[Tarefas a cumprir]
**1)** Atualize o trecho sobre aposentadoria especial, começando nas palavras "I - do tempo" e parando depois de "prestação do serviço.". Nessa parte, substitua "segurado" por "beneficiário".
**2)** Por favor, dê continuidade ao trecho sobre aposentadoria especial a partir do ponto em que ele termina.

[Trecho do texto]
□ □ □ □ □ □ □

Ressalta-se que, para ter concedido o benefício da aposentadoria especial, não bastava ao segurado comprovar que no desempenho de suas atividades havia exposição a condições prejudiciais à saúde e integridade física, sendo essencial a comprovação da habitualidade e permanência da exposição, nos termos do §1º, incisos I e II, do artigo supramencionado. Veja-se:

§1o  A concessão da aposentadoria especial prevista neste artigo dependerá da comprovação, durante o período mínimo fixado no caput: (Redação dada pelo Decreto nº 8.123, de 2013).

I - do tempo de trabalho permanente, não ocasional nem intermitente; e (Incluído pelo Decreto nº 8.123, de 2013).

II - da exposição do segurado aos agentes nocivos químicos, físicos, biológicos ou a associação de agentes prejudiciais à saúde ou à integridade física (Incluído pelo Decreto nº 8.123, de 2013).

Nos termos do art. 65, caput, do Decreto 3.048/1999, a exposição habitual e permanente pode ser entendida como aquela que é indissociável da atividade exercida, ou seja, é impossível realizar a atividade sem que haja contato do segurado com determinado agente nocivo. Senão, veja-se:

Art. 65.  Considera-se tempo de trabalho permanente aquele que é exercido de forma não ocasional nem intermitente, no qual a exposição do empregado, do trabalhador avulso ou do cooperado ao agente nocivo seja indissociável da produção do bem ou da prestação do serviço.     

Em consonância com a legislação apontada, a autora Maria Ferreira dos Santos, em seu livro Direito Previdenciário Esquematizado (SANTOS, 2015), aduzia que, para haver a concessão da aposentadoria especial, o segurado precisa:

exercer atividade sujeita a condições especiais que prejudiquem a saúde ou a integridade física, de forma permanente, e não ocasional nem intermitente, com a efetiva exposição aos agentes nocivos químicos, físicos, biológicos ou associação de agentes prejudiciais à saúde ou à integridade física, durante 15, 20 ou 25 anos (SANTOS, 2015, p. 299).

□ □ □ □ □ □ □

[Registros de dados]
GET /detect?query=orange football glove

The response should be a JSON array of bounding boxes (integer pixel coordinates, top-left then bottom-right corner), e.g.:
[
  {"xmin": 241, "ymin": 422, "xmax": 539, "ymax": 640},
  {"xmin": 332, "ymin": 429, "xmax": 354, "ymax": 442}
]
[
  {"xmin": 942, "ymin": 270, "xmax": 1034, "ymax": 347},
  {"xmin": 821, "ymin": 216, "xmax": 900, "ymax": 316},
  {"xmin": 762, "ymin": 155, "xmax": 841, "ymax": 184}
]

□ □ □ □ □ □ □

[Conjunto de respostas]
**1)**
I - do tempo de trabalho permanente, não ocasional nem intermitente; e (Incluído pelo Decreto nº 8.123, de 2013).

II - da exposição do beneficiário aos agentes nocivos químicos, físicos, biológicos ou a associação de agentes prejudiciais à saúde ou à integridade física (Incluído pelo Decreto nº 8.123, de 2013).

Nos termos do art. 65, caput, do Decreto 3.048/1999, a exposição habitual e permanente pode ser entendida como aquela que é indissociável da atividade exercida, ou seja, é impossível realizar a atividade sem que haja contato do beneficiário com determinado agente nocivo. Senão, veja-se:

Art. 65.  Considera-se tempo de trabalho permanente aquele que é exercido de forma não ocasional nem intermitente, no qual a exposição do empregado, do trabalhador avulso ou do cooperado ao agente nocivo seja indissociável da produção do bem ou da prestação do serviço.

**2)**
Entretanto, sobre a permanência, Ibrahim (2015) advertia,

Por óbvio, o entendimento da exposição permanente não implica configurar-se a manutenção contínua da nocividade, a todo o momento, durante todo o tempo. Ainda que existam pequenos períodos de tempo, durante jornada, em que não exista a exposição direta, sendo tal variação inerente à atividade, de modo regular, estará configurada a exposição permanente (IBRAHIM, 2015, p. 624).

Conforme disposto no caput, do antigo art. 58 da Lei 8.213/1991, os agentes nocivos químicos, físicos e biológicos ensejadores da aposentadoria especial estão relacionados no Anexo IV do Decreto 3.048/1999, sendo que, para comprovar a exposição a qualquer desses agentes, o segurado deve apresentar formulário emitido pelo empregador, nos moldes estabelecidos pelo INSS, o qual deve ser baseado em Laudo Técnico de Condições Ambientais do Trabalho (LTCAT), além de observar outros requisitos (SANTOS, 2015).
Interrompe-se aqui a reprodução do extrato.